= Given text =
This is, as far as I am concerned, an example of the schizophrenia of Vancouver. The other day I was leaving the Equinox and was attracted by a rally with signs and a loudspeaker. This demonstration was taking place on the corner of West Georgia and Thurlow. So I listened and accepted a (not very helpful or informative) handout that was entitled: Beedie, You’ve Been Beat! Do the Right Thing. Apparently it has to do with a proposed development at 105 Keefer, in Chinatown. Apparently the Chinatown Action Committee got an appeal rejected, or something.The hand out was very poorly written.
But here is what is so schizophrenic about it all. This demonstration is on the corner of property owned by Joo Kim Tiah – a multibillionaire who really has done nothing for social housing. Look at Little Mountain for example and there are other examples I am sure. Now that is weird! Think about it for a moment. Should there not be a consolidated approach to the total lack of social housing instead of all of these separate and fragmented movements? But not in Vancouver and excuse me, I am not running for mayor of Vancouver as it is not my problem. I did not get this city in the mess it is in and I am 74 years old and I hate meetings and politicians. So there! So there! So there!
I am thinking about my next moves. VPL did some great research for me about books that were written about blogs. But here is the paradox which is defined as a statement or proposition that, despite sound (or apparently sound) reasoning from acceptable premises, leads to a conclusion that seems senseless, logically unacceptable, or self-contradictory. If I write a book about blogging I would have to give up blogging. It would be impossible to do both at the same time because it would be too time consuming and it would become overwhelming. So I guess I have got to think about this all – to sort as they would say in the UK.
Cousin Gail and I had this conversation. Now emailing is one thing but sometimes you HAVE to have someone to talk to. One can not live by email alone and (statistically speaking) most relationships that are limited to emails fade and die. It has been the fate of many of my relationships with people recently. Mainly, Californians because it is now absolutely clear that I am not returning to live there and most have not taken the time or effort to visit me in either London or in Vancouver, i am sorry but I have a life here in Canada that is far better in every way than was my life in California (or London for that matter.) I will miss some of them but one only has so much space and it is better for me to have people here for me that I can see, be with and share good times together. But this is the conversation I had with my cousin:
Me: Well, if I gave up the blog than I would have a normal life.
She: I am not sure of that.
Me: Really? So no more normal for me?
She: I don’t think so.
Me: Well, what the hell. I am a actually getting very good at weird.
She: I have noticed.

= Collected data =
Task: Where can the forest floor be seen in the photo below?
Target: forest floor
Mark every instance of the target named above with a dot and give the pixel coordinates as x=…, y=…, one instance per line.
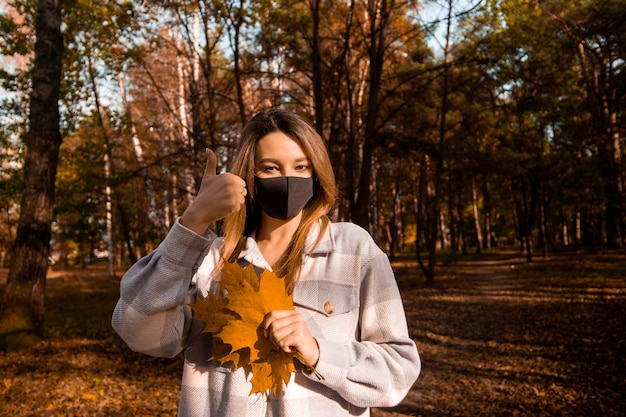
x=497, y=336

= Direction 1 =
List each line that cousin Gail speaks in the dialogue at the end of the blog post about Vancouver and blogging.
= Direction 2 =
Please write the next part of the blog post about Vancouver and blogging, picking up after its last line.

= Written reply 1 =
1. I am not sure of that.
2. I don't think so.
3. I have noticed.

= Written reply 2 =
So everyone needs a rock, a person who you can count on being there for you and keeps you grounded. Many of you do not know this but Gail and I are not exactly typical cousins – we met seven years ago at my father’s ninetieth birthday party which was held at a deconsecrated church in Abbotsford, British Columbia, Canada. I was living in California at the time, I had just ditched husband #3. I had no idea, whatsoever back then that I would be living here now and having almost daily telephone conversations with her. i bet she is thinking that was one party that she should have skipped. Hahahahaha.
Yesterday I went to the gym to meet with E.H,B. (formerly of Trump International Hotel). We have become gym buddies and in a time of distress she texted me: “I am here for you.” And she was – I so needed people to talk to. She was so wise and made me laugh and she knew and understood the people involved. Not like those in California or other places who simply do not understand how complicated my life has become and cannot, in all fairness, be expected to . And I am rather fed up with judgmental comments made by people who have no clue.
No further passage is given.